### Study text
----------------

In trademark cases, you often have multiple claims coming at once. For example, they might claim that you are interfering with their mark, and also their trade dress, and also a design patent, and maybe throw in some trumped up copyright claim for good measure, along with a bunch of state law unfair competition claims. So where you propose that the case should be simple, "the only lawsuit that should come up..." etc., it is rarely the case. The extra claims only need to have a glimmer of promise (be "colorable") and they are added so that the other party has to spend more. Trademark cases also require answering whether there is a "likelihood of confusion," and that is an expensive fact to prove/disprove.


Second (and this is particularly prominent in patent and copyright and not well recognized - I hope to publish something about it some day), there is a huge degree of passive collusion (I'll describe later) in litigation, which shapes the precedent, i.e., the law, such that IP laws end up, through court precedent, way stronger than they were when the legislature wrote them. To your point about claiming that the trademark should not have been granted in the first place, there is far less precedent where parties argue that the mark/copyright/patent is invalid than there should be, and this, I believe, is because parties suing each other usually come from the same industry, and it is not in their broader interest to create precedent invalidating the types of IP that those industry participants rely upon. For example, many IP scholars and public critics of IP laws hold the view that there should not be any software patents (and that is arguably the state of the law currently) but who sues each other in software patent cases? Software companies. Do you think software companies want to put law on the books that says software is not patentable? Of course not. In music copyright cases, parties always have to pretend that the industry is not absolutely rife with borrowing of material, and music industry actors almost never use the fair use defense. It's odd, because it is a pretty robust and flexible doctrine. It probably would have saved Robin Thicke a few million in his Blurred Lines lawsuit, but they did not try. Weird. This is, I believe, because the content industry hates fair use, so they don't want more precedent on the books. As a result they end up tiptoeing around the issue and making weird arguments about very specific legal issues that don't make full use of the law. You only see significant changes in the law, like cases going to the Supreme Court, where the parties are not similarly situated, like a pharma company suing a university, or the MPAA suing Sony for making the Betamax player (Sony did not have its hand in movie production at the time), or the RIAA vs. Napster, Viacom vs. (a young, and not making its own shows) YouTube.


TL;DR - The court system really is that expensive, and the "adversarial" system which generates our law is actually filled with collusion.

----------------

### Dataset

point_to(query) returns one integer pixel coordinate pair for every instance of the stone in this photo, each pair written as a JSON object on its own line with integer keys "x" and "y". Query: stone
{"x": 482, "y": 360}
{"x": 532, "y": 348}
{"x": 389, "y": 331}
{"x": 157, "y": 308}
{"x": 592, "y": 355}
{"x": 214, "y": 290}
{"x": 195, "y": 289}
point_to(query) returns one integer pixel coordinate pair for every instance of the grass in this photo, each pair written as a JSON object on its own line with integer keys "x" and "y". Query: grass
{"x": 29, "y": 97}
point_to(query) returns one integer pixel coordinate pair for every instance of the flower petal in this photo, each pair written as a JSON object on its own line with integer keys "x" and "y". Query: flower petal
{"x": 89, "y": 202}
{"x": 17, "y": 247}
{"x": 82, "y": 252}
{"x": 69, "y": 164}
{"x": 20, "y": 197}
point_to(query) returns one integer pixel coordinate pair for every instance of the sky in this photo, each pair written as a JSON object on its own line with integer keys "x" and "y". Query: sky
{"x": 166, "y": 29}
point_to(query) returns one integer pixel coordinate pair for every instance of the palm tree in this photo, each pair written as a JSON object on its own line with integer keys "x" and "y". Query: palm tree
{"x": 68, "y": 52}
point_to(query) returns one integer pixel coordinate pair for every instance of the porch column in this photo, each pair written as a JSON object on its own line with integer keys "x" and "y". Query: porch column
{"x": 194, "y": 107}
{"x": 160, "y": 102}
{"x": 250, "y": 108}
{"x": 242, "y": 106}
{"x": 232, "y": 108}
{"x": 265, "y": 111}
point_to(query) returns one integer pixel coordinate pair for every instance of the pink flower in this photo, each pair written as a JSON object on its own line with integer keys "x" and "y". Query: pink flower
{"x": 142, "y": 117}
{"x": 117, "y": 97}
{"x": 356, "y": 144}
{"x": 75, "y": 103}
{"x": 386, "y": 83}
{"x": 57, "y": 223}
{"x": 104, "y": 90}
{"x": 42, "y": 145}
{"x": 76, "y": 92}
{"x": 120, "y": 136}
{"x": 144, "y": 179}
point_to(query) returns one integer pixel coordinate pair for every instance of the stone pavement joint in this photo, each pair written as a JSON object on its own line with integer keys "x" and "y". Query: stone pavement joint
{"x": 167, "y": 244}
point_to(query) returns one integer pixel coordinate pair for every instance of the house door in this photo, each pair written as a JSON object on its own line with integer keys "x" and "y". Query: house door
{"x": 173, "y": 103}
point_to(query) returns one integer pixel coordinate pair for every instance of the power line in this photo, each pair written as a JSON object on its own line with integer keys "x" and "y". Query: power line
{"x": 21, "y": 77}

----------------

### Work required
Answer these from the IP litigation text:
(a) What word does the text use for extra claims that need only a glimmer of promise?
(b) Which defense do music industry actors almost never use in music copyright cases?
(c) What was the MPAA suing Sony for?

### Exercise solution
(a) "Colorable."
(b) The fair use defense.
(c) Making the Betamax player.